▸ **Excerpted text**

⁂

The San Diego City Council chambers. 

Jul 22 2020

San Diego City Council Will Upgrade Chamber’s Tech

The council is aiming to make it easier for citizens to interact with its members through technology.

Government agencies large and small have had to adapt in response to the coronavirus pandemic, including by using technology to move official meetings online

As agencies plan for their long-term needs and wrestle with the notion that the current pandemic-induced changes will last for a significant period of time, they are investing in meeting technology that will carry them into the future. 

That’s what is happening in Southern California, where the San Diego City Council is planning a large-scale technology upgrade to its chamber. The overall goal, reports The San Diego Union-Tribune, is to “boost public participation and solve some problems caused by the shift to virtual meetings” during the pandemic. 

Although the upgrades were planned before the pandemic, recent civil unrest and national protests, the events of the past few months have prompted the council to make some changes to its IT enhancements. City Clerk Elizabeth Maland, who is leading the overhaul, tells the Union-Tribune the key aim of the upgrades is to make it easier for the public to interact with the council in engaging ways. 

“It’s really focused on access to the government,” she says. “It’s about what the next step is in the interaction between the public and the government.” 

San Diego City Council to Get a Major IT Overhaul

The enhancements will include “new lighting, a new sound system, modernized video displays and an upgraded voting system for the council,” the Union-Tribune reports.

The newspaper adds that “Other potential changes may include creating a virtual ‘green room’ for people giving call-in testimony to streamline the process, and a countdown clock so people watching the meetings know when a speaker will be done testifying.” 

Additionally, under the new system, members of the public will be able to bring videos, charts or other items to present during their testimony to the council. Currently, those multimedia pieces must be submitted to Maland in advance of testimony, according to the Union-Tribune.

⁂

▸ **Given data**
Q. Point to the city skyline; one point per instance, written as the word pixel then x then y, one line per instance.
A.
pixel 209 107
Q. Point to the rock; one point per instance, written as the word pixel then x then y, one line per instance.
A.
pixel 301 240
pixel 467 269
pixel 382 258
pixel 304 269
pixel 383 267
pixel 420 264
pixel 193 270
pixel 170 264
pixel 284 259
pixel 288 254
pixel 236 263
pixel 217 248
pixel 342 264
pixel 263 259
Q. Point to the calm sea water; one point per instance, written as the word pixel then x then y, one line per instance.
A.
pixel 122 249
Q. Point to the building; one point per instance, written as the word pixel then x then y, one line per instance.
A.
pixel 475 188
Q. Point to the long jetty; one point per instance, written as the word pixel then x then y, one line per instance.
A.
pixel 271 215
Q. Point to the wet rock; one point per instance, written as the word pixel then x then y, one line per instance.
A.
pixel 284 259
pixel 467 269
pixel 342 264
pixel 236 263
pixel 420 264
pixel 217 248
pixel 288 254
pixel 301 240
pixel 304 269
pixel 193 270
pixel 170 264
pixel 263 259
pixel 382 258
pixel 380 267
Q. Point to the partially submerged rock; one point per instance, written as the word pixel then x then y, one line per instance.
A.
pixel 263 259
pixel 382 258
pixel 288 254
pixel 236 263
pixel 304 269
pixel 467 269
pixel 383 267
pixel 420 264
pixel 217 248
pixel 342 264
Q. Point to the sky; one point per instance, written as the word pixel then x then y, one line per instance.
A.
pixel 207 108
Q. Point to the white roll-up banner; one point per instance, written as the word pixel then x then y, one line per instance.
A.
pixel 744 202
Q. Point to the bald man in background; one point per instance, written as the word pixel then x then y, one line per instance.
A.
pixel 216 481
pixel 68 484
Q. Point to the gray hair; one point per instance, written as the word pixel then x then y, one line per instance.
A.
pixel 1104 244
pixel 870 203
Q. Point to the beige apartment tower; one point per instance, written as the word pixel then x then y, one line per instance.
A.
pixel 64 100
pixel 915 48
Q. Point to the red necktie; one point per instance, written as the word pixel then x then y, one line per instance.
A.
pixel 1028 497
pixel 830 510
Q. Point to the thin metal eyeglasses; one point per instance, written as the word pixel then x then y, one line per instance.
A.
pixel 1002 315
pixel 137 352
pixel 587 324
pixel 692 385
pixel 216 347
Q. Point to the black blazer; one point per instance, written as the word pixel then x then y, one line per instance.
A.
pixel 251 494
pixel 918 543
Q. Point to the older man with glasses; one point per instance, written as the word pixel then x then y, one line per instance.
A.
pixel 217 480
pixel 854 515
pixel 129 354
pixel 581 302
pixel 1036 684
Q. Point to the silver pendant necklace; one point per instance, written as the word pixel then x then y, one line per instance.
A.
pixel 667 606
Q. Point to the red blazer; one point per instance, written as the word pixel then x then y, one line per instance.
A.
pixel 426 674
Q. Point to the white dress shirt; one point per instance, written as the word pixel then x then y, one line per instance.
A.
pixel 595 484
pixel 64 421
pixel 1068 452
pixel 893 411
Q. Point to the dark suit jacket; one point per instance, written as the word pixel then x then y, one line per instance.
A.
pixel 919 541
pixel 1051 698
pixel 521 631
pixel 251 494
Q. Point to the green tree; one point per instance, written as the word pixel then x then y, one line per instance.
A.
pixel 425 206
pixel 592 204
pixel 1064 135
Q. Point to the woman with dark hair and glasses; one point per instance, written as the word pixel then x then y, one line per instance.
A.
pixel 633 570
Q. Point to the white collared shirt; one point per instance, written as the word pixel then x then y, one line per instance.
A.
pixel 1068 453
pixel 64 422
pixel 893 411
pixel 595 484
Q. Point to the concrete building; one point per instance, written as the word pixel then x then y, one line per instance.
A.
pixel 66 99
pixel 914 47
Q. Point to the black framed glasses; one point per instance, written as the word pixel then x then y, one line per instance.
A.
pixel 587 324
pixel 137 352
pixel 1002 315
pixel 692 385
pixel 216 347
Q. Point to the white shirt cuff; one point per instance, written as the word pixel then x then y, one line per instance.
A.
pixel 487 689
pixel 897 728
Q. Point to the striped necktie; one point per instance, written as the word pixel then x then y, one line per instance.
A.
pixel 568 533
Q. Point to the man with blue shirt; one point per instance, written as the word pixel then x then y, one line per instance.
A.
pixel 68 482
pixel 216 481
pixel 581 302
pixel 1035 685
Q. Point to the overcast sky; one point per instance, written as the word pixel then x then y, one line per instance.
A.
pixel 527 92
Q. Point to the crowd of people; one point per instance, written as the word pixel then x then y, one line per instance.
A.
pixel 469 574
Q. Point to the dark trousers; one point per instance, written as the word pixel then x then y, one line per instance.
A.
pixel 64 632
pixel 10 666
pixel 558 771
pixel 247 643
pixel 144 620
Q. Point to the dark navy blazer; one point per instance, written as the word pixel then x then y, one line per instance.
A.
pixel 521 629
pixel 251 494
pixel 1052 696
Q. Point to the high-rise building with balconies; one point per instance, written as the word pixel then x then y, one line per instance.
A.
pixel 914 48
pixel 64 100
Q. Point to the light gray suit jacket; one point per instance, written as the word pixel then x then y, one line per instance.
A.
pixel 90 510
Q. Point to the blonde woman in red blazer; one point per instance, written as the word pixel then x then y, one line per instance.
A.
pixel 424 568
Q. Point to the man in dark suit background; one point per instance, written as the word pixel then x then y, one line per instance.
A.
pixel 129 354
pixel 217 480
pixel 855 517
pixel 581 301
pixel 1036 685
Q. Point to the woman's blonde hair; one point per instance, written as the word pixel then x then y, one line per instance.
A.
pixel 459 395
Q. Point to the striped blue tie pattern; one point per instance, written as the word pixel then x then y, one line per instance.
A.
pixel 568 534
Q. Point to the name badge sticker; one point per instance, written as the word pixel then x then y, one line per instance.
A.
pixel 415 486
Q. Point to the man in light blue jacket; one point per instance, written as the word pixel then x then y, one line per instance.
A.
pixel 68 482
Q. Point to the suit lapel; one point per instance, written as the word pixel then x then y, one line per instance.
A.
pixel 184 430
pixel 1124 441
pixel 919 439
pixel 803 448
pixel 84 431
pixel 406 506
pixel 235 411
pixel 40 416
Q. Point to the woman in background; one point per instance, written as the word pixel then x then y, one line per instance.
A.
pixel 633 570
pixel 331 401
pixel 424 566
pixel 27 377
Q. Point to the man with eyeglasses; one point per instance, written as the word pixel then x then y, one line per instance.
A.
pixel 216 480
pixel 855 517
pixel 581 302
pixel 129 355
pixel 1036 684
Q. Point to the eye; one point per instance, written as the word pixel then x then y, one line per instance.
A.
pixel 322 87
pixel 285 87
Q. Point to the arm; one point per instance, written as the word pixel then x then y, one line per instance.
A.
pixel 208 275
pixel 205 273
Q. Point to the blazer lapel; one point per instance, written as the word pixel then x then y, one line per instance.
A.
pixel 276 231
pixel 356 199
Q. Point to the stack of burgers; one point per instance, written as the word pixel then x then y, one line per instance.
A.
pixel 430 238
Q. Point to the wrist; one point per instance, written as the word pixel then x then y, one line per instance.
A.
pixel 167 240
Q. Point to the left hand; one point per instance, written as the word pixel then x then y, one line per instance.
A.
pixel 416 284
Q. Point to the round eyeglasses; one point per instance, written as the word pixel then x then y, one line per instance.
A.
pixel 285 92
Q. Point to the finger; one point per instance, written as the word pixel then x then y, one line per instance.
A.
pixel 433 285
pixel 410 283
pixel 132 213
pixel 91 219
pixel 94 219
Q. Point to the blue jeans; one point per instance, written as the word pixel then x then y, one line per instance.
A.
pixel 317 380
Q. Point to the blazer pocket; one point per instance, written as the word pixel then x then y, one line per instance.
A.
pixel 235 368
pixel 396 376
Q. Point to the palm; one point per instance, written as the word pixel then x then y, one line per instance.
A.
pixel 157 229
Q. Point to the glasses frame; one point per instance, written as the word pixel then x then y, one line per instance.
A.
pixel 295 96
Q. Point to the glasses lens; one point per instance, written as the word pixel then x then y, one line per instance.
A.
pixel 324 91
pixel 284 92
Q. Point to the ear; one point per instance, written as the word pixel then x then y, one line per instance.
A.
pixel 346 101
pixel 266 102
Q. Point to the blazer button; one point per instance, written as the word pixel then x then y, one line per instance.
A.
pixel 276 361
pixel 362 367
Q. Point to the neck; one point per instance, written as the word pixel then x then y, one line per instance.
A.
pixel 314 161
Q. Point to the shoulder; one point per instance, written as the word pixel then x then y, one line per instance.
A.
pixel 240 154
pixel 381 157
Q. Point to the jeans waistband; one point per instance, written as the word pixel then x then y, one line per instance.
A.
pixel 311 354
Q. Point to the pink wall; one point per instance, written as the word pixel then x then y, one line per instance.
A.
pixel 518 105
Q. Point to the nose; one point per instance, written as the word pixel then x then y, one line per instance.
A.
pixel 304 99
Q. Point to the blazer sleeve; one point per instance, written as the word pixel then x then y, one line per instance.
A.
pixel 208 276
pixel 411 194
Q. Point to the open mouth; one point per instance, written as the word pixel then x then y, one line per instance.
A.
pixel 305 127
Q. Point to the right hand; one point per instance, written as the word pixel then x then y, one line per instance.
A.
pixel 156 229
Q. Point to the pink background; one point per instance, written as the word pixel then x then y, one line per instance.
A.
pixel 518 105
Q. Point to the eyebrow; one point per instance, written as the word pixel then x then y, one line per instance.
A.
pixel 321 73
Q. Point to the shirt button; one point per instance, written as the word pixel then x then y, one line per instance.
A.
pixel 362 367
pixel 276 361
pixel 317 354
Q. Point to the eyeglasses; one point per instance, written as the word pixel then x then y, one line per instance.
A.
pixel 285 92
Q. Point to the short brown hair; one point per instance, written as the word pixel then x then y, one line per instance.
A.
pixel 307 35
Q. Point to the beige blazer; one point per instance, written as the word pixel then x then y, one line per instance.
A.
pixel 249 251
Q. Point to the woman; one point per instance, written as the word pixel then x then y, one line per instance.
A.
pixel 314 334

⁂

▸ **Explore the material**
1 - According to the article on the San Diego City Council chamber upgrade, who is leading the overhaul?
2 - Carry the article on the San Diego City Council chamber upgrade forward from its last sentence.
The data is not needed for anything here.

▸ **Responses by task**
1 - City Clerk Elizabeth Maland.

2 -
Closed captioning of meetings will be displayed on a screen at the front of the chambers instead of one at the rear of the room, as it is organized now. The upgrades will also include new headphones for people who are hearing-impaired.

The city hopes to finish the renovations during the council’s August recess, but some of the work might be delayed until December, Maland says.

MORE FROM STATETECH: Find out how agencies can use technology to broadcast meetings more effectively.

There have been clear growing pains as the council shifted to remote meetings during the pandemic, with citizens struggling to know when to call into meetings to provide testimony and when to start speaking. The current system, which was installed in 2005, is also aging and in need of an upgrade

“We have been able to keep the system functional, but it is limited,” Maland says. 

Alan Shark, executive director of the Public Technology Institute, tells StateTech that state and local government bodies should provide video tutorials on how to access virtual meetings and have IT support on hand to troubleshoot problems. He notes that users are likely not as technologically sophisticated as IT staff or some government officials. Agencies also should put their meetings on technology platforms that are easy to use and can be accessed via smartphones and tablets.